**To do**
Check each line of the material, and show the ones that include the word "sign".

**Information shown**
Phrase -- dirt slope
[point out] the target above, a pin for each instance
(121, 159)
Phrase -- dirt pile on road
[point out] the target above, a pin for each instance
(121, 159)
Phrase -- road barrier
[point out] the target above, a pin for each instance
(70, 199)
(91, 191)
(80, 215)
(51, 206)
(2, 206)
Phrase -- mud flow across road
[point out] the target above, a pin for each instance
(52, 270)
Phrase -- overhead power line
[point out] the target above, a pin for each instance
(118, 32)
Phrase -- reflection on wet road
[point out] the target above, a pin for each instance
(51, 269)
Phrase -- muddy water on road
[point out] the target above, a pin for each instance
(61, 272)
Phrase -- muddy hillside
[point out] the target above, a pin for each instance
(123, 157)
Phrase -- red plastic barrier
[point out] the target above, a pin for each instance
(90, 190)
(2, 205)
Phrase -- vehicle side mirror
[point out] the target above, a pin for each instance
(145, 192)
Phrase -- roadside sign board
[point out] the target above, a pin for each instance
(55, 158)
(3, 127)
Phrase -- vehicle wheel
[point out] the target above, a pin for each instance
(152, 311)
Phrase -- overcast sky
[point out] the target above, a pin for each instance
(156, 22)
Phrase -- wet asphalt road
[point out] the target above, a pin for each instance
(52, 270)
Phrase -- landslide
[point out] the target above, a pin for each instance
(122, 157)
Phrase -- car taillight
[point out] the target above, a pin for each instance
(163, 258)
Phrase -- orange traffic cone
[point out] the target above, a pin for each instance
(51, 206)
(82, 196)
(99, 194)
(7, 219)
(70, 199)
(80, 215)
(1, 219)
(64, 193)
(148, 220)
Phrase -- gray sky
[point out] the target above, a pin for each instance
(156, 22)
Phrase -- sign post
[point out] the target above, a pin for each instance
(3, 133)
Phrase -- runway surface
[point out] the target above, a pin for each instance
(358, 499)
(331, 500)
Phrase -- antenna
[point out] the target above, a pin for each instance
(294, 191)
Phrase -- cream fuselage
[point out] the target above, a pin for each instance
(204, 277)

**Your solution**
Phrase -- roadside sign board
Phrase -- sign post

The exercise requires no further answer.